───── Показанный отрывок
И вдруг раздались голоса:

— Маяковсхий! Просим выступить Маяковского!

Все взоры устремились на поэта, сидевшего за одним из столиков с М. Яншиным и В. Полонской. Крики усилились, многие начали стоя аплодировать. Маяковский сумрачно улыбнулся, тяжело поднялся и как бы нехотя, медленно стал пробираться через переполненный зал, пожимая по пути руки знакомым и друзьям.

Выйдя на маленькую эстраду, большой, почти упираясь головой в низкий потолок, он на минуту задумался, провел рукой по темной волне густых красивых волос и сказал:

— Я прочту вступление к моей новой поэме «Во весь голос».

Маяковский вынул из кармана небольшую записную книжку, раскрыл ее, заложил пальцем и, не заглядывая в нее, начал читать свою поэму…

…Маяковский закончил. Все стоя рукоплескали. Ни на кого не глядя, с особенно сурово обозначившейся вертикальной морщиной между бровей, он вернулся на свое место. После него никто больше не стал выступать.

Это было 25 февраля 1930 года. За 48 дней до смерти поэта…

…Внутрипартийная дискуссия, а по сути дела — борьба за власть между Сталиным и Троцким продолжалась со все усиливающимся ожесточением после смерти Ленина. Я уже рассказывал, как резко и злобно отреагировал Сталин на печатание фотографий Троцкого в «Огоньке». Редактор «Огонька» не мог не принять к сведению это абсолютно недвусмысленное указание. Но тут возникла такая сложность: еще до вызова к Сталину фотокорреспондент «Огонька» Микулин был командирован Кольцовым в Сухуми, где находился в это время Троцкий на отдыхе и лечении. Микулин уже вернулся оттуда с целым ворохом фотографий: Троцкий на берегу моря, Троцкий с супругой на прогулке, Троцкий на охоте, Троцкий со своим лечащим врачом, Троцкий с приехавшим проведать его Раковским и так далее, и так далее. Возникла далеко не простая дилемма: печатать эти фотографии и тем вызвать ярость Сталина или их не печатать и тем вызвать уничтожающее презрение Троцкого? После довольно мучительных размышлений, колебаний и споров Кольцов выбрал первое. И, подписывая к печати номер «Огонька» с целой подборкой привезенных Микулиным фотографий (шесть снимков), при всем своем уме и проницательности, брат вряд ли мог предвидеть, что подписывает свой смертный приговор.
──────────
───── Предоставленные записи
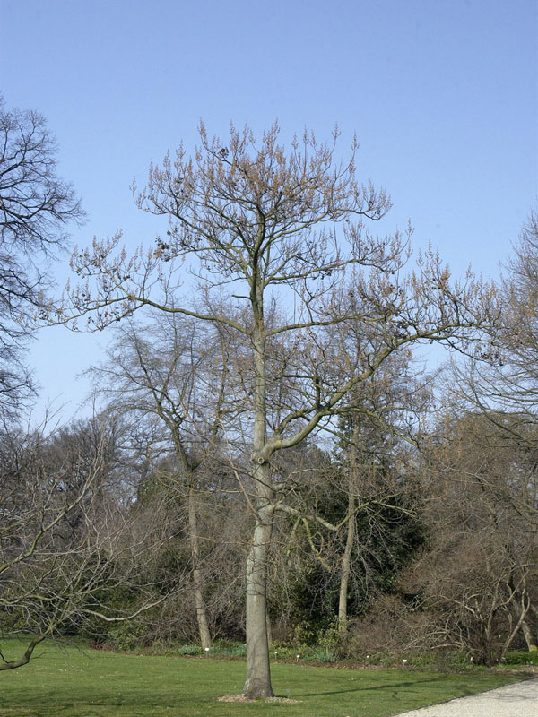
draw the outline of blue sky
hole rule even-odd
[[[495,276],[538,196],[536,0],[0,0],[6,105],[42,112],[59,173],[89,215],[74,242],[123,229],[151,243],[154,218],[133,204],[183,139],[230,120],[278,117],[347,146],[360,175],[391,194],[386,227],[415,228],[455,273]],[[62,281],[66,266],[58,266]],[[47,400],[74,412],[98,336],[43,330],[30,355]]]

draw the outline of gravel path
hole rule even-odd
[[[401,717],[537,717],[538,678],[400,713]],[[395,715],[395,717],[400,717]]]

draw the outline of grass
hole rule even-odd
[[[22,650],[4,644],[5,656]],[[500,687],[513,675],[273,664],[275,693],[298,704],[220,703],[241,692],[242,661],[117,654],[48,644],[0,674],[0,717],[386,717]]]

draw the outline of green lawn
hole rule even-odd
[[[3,650],[8,658],[22,652],[13,641]],[[59,650],[53,644],[36,653],[29,665],[0,673],[1,717],[383,717],[516,679],[274,664],[275,693],[299,704],[230,704],[216,697],[241,692],[243,661]]]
──────────
_Рабочее задание 1_
Как изложить списком главные факты абзаца отрывка, начинающегося словами «Внутрипартийная дискуссия, а по сути дела»?
_Рабочее задание 2_
Дайте продолжение отрывка о Маяковском и Кольцове, начав сразу после его последнего предложения.
Записи взяты из другого источника, не связанного с отрывком.

_Ожидаемый ответ 1_
- После смерти Ленина борьба за власть между Сталиным и Троцким становилась всё ожесточённее.
- Сталин резко и злобно отреагировал на публикацию фотографий Троцкого в «Огоньке», и редактор журнала не мог не учесть это указание.
- Ещё до вызова к Сталину Кольцов командировал фотокорреспондента «Огонька» Микулина в Сухуми, где Троцкий отдыхал и лечился.
- Микулин привёз множество снимков: Троцкий на берегу моря, с супругой на прогулке, на охоте, с лечащим врачом, с Раковским.
- Возникла дилемма: напечатать фотографии и вызвать ярость Сталина или не печатать и вызвать презрение Троцкого.
- После мучительных колебаний и споров Кольцов решил печатать и подписал номер с подборкой из шести снимков. Он вряд ли мог предвидеть, что тем самым подписывает свой смертный приговор.

_Ожидаемый ответ 2_
В последующие четырнадцать лет Кольцов не раз и не два встречался со Сталиным, выслушивал его указания, замечания, соображения, касавшиеся различных внутренних и международных событий и других дел. Он был утвержден в качестве председателя иностранной комиссии Союза писателей — пост, связанный с постоянными поездками за рубеж во главе всевозможных писательских делегаций на международные конгрессы, конференции, встречи.

Кольцов принимает деятельное участие в проведении труднейшего и сложнейшего международного конгресса писателей в защиту культуры 1935 года в Париже и такого же, но еще более сложного и трудного, конгресса 1937 года в охваченной гражданской войной Испании. На этом втором конгрессе Кольцов возглавляет советскую делегацию, в которую входят такие писатели, как Алексей Толстой, Александр Фадеев, Всеволод Вишневский, Илья Эренбург, Агния Барто. Не могу отказать себе в удовольствии привести небольшую выдержку из кольцовского «Испанского дневника», касающуюся открытия этого конгресса в приморской Валенсии (отсюда конгресс через несколько дней перебрался в Мадрид): «Ночью город основательно бомбили — возможно, что по случаю конгресса. Делегаты дрыхли мертвым сном после дороги и дневных переживаний. Так они могли проспать всё. Я приказал телефонистке «Метро-поля» разбудить немедленно всю мою делегацию и торжественно повел ее в подвал. Сирены выли, зенитная артиллерия стреляла непрестанно, звук — как будто раздирают огромные куски полотна. Издалека слышались глухие взрывы бомб.

«Каково?» — спросил я тоном гостеприимного хозяина. Все были взволнованы и очень довольны. Вишневский спросил, какого веса бомбы. Но я не знал, какого они веса. Черт их знает, какой у них вес. Толстой сказал, что наплевать, какой вес, важно, что это бомбы. Он был великолепен в малиновой пижаме здесь, в погребе.